- _PROVIDED PASSAGE_:
Manaus, in the heart of the Amazon rainforest, has 58% to 99% humidity in June and is the furthest distance from England's base in Rio. It means an eight-hour round trip and, even with a 9pm kick-off local time (2am BST), the average temperatures will be somewhere around 32C.

Italy, of course, will have to encounter the same issues – not least taking malaria tablets – but Hodgson could not have been clearer in the build-up: it was Manaus, he said, he wanted to avoid, rather than Brazil, Argentina or any of the other favourites to win the tournament.

There is also the fact that England have never beaten Italy, the four-times champions, in a major competition. The same applies to England's record against Uruguay and Hodgson, undoubtedly, would have preferred to break up the two more difficult games rather than facing Costa Rica as the final act of the group.

These things are always easy to say in hindsight but how England might come to regret not playing with greater fluency or adventure when they met Ukraine in September and fought out that prosaic 0-0 draw in Kiev. A win would have meant England were seeded and perhaps avoided that short, sharp shock when the little piece of paper was unravelled and it became clear that Sir Geoff Hurst had pulled out their name, just when the travelling contingent from the Football Association least wanted to hear it. Hodgson kept his head down and jotted something into his book but, to his right, the Football Association's general secretary, Alex Horne, could be seen shaking his head, laughing. It was the laughter of someone who had fallen off the pavement and was trying to pretend it did not hurt. To their left, the chairman, Greg Dyke, also appeared to see the funny side with his throat-slitting gesture.

- _EXERCISE A_:
Decide whether each statement below agrees with the passage on England's World Cup draw, and support each yes or no with the passage's own words: (i) England have beaten Italy in a major competition before; (ii) the match in Manaus has a 9pm kick-off local time; (iii) Greg Dyke is the Football Association's general secretary.
- _EXERCISE B_:
List every person named in the passage on England's World Cup draw.
- _EXERCISE C_:
Write the next paragraph of the passage on England's World Cup draw, picking up after its final sentence.

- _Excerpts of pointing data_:
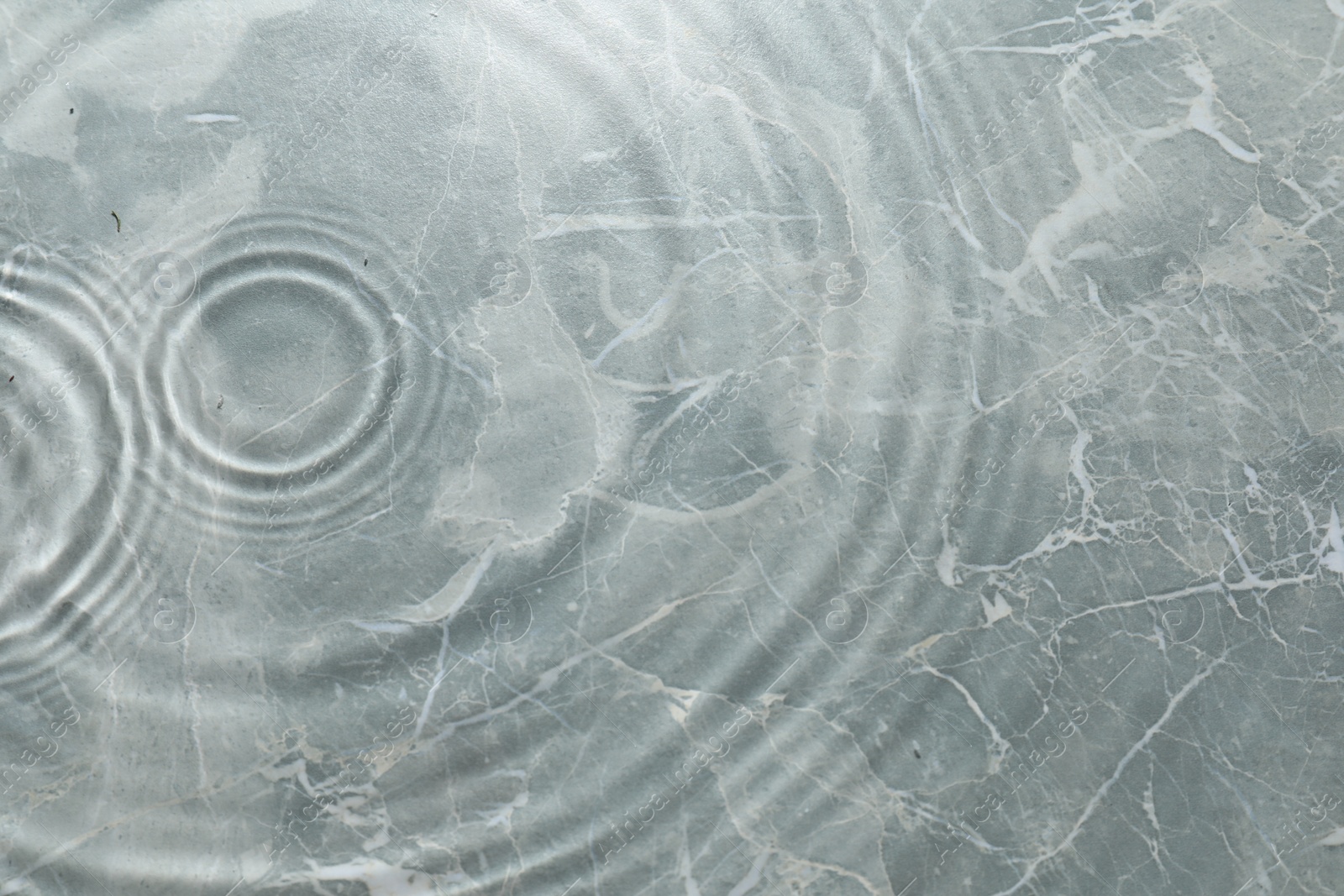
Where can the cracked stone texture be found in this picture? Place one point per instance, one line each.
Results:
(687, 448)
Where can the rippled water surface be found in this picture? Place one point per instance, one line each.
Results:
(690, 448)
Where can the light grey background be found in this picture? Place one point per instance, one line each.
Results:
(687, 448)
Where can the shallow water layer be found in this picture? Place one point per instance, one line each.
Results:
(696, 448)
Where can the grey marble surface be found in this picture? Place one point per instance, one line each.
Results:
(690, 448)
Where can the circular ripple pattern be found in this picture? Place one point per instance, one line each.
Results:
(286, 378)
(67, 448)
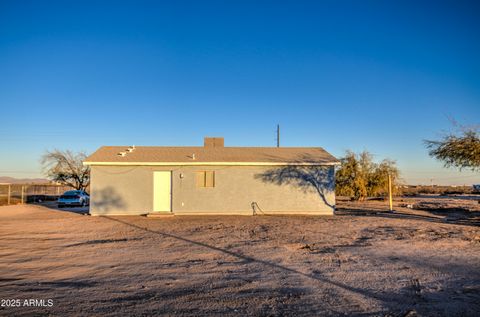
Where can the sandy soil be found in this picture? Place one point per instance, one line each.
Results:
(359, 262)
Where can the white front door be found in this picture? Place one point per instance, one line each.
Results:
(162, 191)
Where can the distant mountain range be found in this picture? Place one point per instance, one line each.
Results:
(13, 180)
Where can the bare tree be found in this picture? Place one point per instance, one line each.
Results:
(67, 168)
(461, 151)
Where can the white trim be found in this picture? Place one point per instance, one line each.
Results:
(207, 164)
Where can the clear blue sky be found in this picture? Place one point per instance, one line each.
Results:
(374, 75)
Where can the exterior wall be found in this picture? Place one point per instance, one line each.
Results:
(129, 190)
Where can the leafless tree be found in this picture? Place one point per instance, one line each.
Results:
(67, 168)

- _WRITTEN REPLY A_:
(i) No: "England have never beaten Italy, the four-times champions, in a major competition."
(ii) Yes: "even with a 9pm kick-off local time (2am BST)"
(iii) No: "the Football Association's general secretary, Alex Horne" and "the chairman, Greg Dyke"

- _WRITTEN REPLY B_:
Hodgson, Sir Geoff Hurst, Alex Horne, Greg Dyke

- _WRITTEN REPLY C_:
And yet, in another sense it is a wonderful draw in terms of the excitement it brings. Group D is full of sub-plots and there will be no shortage of intrigue, or possible controversies, when it means encountering Mario Balotelli and Suárez within the first week of the tournament.How those two would love to help steer England out of the tournament. "I'm pretty sure he will want to put a spoke in England's wheels," Hodgson said. Close. Suárez will want to slash their tyres.

Italy did not lose a single game in qualifying, winning their group by six points. Uruguay needed a play-off but made light work of Jordan, thrashing them 5-0 in Amman in the first leg before a goalless draw in the return. Edinson Cavani can terrorise defences in his own right but Suárez scored even more goals in qualifying than Lionel Messi. When the sides meet in São Paulo, England will be confronted by two of the most dangerous strikers in the competition.

Costa Rica should be less formidable opponents when Bryan Ruiz, the Fulham player, is regarded as their talisman. Yet they did win all five of their qualifying games at home, including Mexico and the USA. It is outside Costa Rica where they tend to struggle, taking only two points from their five away fixtures in qualifying. They also lost 1-0 in a friendly in Australia in their last match but their position, 31st, in Fifa's world rankings is considerably higher than any of England's opponents in qualifying bar the 18th-placed Ukraine. Bryan Oviedo, the Everton player who scored their winning goal at Manchester United on Wednesday, is another familiar name.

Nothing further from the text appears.